Show every line from the entries below that contains the word "tomb".

— BEGIN Exercise data —

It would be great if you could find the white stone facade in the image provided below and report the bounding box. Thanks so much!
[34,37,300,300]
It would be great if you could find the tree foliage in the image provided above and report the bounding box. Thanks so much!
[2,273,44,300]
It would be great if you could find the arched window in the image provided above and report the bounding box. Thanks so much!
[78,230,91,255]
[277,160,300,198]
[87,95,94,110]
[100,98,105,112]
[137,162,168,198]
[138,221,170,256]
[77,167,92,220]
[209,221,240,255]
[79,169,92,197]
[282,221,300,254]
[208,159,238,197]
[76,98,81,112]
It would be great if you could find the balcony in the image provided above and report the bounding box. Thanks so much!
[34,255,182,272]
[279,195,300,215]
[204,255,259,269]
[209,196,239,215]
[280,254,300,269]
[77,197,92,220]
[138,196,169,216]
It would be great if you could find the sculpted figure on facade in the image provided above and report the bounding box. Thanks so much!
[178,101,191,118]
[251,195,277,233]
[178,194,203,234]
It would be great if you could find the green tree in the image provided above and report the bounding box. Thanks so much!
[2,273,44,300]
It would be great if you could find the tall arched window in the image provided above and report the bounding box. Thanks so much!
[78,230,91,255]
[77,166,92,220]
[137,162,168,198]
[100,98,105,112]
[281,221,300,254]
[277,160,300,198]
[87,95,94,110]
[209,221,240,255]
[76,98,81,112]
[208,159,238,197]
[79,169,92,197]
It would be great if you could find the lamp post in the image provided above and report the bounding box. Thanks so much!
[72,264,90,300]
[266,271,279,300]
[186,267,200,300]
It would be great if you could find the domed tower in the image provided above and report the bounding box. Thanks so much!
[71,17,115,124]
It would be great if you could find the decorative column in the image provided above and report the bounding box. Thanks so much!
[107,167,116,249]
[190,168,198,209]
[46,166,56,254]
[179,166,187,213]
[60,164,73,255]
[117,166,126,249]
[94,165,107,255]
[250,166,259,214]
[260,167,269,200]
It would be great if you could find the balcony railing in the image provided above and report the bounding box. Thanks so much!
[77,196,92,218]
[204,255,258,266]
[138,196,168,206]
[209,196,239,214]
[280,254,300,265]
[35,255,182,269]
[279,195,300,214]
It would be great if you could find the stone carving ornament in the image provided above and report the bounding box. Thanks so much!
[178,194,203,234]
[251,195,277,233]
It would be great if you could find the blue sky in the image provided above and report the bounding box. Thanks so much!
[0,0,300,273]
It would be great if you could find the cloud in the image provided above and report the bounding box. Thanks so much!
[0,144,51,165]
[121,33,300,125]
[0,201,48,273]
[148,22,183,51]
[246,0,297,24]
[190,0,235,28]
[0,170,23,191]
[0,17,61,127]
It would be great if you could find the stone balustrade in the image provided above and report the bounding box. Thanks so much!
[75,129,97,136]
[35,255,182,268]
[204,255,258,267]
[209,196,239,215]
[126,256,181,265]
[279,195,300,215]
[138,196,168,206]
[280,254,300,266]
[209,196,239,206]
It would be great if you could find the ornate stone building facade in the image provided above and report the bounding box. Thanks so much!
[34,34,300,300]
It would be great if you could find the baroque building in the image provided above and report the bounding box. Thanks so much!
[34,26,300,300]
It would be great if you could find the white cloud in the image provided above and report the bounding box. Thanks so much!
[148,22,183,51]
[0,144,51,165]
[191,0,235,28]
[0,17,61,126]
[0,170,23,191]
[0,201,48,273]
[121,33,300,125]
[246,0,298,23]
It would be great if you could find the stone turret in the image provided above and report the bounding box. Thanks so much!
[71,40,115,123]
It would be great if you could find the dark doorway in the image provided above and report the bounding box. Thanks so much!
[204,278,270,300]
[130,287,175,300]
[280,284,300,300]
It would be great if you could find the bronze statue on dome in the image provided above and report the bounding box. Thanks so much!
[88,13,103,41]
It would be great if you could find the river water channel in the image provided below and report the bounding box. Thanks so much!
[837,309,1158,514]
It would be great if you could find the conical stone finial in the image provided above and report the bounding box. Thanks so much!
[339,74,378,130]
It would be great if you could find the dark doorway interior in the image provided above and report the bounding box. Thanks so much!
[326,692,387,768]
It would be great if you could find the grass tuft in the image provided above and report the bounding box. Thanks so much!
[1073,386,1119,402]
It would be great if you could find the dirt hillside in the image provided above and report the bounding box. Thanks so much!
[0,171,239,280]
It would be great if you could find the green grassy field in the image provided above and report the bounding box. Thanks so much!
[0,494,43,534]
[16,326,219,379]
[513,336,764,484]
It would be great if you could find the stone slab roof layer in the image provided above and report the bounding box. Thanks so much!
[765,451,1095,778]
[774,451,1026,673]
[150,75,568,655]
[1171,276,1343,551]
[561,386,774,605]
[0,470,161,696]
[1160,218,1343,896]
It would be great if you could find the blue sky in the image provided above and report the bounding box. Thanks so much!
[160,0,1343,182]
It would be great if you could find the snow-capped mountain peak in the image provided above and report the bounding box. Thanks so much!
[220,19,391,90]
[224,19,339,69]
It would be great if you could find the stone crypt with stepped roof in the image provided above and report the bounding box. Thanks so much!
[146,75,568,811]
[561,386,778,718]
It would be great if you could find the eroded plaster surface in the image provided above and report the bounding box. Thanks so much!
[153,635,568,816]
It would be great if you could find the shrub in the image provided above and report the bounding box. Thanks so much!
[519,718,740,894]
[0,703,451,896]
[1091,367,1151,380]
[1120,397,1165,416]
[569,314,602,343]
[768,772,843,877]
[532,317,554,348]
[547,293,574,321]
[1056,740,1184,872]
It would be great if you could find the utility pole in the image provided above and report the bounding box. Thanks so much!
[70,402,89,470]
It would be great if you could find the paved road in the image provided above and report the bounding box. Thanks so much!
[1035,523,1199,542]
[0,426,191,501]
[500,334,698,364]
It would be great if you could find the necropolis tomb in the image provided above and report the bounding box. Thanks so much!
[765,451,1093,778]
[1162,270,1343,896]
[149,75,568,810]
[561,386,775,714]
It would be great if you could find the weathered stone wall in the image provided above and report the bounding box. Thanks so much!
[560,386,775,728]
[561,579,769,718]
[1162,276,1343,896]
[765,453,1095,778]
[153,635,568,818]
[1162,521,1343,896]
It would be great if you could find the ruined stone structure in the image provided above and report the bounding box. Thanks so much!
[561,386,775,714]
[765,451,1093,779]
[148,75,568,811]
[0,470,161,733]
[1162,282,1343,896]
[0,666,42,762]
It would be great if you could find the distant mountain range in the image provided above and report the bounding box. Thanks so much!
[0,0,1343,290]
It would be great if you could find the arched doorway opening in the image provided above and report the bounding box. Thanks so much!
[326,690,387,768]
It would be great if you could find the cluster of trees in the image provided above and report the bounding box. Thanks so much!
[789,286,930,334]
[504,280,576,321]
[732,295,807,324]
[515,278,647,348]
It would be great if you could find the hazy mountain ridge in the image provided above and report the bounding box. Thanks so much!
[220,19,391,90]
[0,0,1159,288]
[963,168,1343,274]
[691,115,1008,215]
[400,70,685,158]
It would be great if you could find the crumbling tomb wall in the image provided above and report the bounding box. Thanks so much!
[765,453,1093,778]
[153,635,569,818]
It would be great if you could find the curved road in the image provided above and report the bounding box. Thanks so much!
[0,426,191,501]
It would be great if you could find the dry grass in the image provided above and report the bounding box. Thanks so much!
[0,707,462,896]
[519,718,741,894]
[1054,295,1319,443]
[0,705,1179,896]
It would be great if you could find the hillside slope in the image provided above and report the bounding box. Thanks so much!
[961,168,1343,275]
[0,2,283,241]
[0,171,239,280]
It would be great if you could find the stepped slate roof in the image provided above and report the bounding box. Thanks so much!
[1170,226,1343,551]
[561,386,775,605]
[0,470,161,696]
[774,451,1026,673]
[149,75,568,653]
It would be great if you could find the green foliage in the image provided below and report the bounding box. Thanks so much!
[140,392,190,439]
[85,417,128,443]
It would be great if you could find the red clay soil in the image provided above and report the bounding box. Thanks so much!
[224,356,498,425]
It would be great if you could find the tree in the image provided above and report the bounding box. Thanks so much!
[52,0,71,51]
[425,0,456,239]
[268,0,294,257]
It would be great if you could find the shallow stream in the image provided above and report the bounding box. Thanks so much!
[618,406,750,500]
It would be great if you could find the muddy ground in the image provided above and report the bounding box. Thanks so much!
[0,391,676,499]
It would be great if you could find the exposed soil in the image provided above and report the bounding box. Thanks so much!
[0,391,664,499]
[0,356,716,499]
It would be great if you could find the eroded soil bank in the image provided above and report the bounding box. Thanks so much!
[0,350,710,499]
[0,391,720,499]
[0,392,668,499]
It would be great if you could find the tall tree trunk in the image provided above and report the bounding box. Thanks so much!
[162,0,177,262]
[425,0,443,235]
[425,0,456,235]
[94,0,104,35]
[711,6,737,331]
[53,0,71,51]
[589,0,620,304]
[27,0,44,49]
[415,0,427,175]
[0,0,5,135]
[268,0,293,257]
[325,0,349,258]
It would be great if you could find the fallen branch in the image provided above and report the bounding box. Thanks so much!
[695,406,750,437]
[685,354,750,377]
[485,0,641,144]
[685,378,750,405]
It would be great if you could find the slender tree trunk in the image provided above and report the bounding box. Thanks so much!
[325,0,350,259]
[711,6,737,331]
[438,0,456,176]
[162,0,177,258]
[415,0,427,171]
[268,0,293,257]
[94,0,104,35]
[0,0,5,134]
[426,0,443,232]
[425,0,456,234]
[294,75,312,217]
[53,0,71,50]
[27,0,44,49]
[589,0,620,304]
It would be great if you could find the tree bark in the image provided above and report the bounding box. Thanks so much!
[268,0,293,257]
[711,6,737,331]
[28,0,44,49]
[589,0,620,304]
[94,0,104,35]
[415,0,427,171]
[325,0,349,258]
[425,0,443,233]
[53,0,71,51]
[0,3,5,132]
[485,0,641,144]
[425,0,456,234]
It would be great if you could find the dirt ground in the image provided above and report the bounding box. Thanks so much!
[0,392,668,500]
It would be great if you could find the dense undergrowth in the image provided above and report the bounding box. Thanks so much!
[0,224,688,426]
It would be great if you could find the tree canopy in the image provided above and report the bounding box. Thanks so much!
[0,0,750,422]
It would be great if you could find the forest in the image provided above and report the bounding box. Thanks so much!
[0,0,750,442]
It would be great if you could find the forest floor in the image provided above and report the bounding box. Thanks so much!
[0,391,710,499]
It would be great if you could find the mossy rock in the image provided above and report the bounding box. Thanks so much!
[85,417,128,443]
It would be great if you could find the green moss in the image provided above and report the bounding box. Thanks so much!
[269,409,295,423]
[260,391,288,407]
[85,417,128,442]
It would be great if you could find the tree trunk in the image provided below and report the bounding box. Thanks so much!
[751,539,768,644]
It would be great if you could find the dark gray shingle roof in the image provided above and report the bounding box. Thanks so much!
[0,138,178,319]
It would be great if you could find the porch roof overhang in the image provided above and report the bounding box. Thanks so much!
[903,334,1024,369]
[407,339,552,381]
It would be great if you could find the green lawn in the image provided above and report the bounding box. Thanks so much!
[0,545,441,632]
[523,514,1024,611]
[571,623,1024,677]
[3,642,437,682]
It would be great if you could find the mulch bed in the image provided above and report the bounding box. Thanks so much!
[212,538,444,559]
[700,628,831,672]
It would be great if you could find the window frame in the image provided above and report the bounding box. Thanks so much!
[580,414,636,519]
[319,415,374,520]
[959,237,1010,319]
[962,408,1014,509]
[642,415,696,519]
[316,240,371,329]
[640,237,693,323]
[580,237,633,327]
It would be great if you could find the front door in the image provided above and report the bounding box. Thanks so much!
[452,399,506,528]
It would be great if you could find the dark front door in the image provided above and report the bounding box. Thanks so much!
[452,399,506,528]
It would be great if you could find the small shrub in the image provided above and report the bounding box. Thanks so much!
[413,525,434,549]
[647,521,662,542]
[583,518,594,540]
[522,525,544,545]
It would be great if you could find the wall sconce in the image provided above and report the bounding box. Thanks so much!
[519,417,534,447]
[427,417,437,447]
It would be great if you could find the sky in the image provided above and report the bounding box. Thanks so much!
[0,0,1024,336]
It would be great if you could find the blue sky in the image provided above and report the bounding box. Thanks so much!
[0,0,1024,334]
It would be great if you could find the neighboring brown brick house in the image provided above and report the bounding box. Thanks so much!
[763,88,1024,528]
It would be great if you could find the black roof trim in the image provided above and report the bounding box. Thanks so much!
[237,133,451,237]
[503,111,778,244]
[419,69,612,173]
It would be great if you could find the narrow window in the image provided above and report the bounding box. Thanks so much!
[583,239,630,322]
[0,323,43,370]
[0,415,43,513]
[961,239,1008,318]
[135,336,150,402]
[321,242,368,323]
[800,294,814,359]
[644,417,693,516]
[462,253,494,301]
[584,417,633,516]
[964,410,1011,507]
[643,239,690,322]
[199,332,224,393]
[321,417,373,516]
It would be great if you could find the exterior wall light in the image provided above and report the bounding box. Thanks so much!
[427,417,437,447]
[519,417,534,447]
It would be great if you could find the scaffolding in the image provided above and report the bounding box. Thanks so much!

— END Exercise data —

In response:
It would be great if you could find the necropolis tomb in the image provided above and report the bounding box. Thanks so much!
It would be great if you could find the crumbling tomb wall in the image provided above and report the bounding box. Thanks so much!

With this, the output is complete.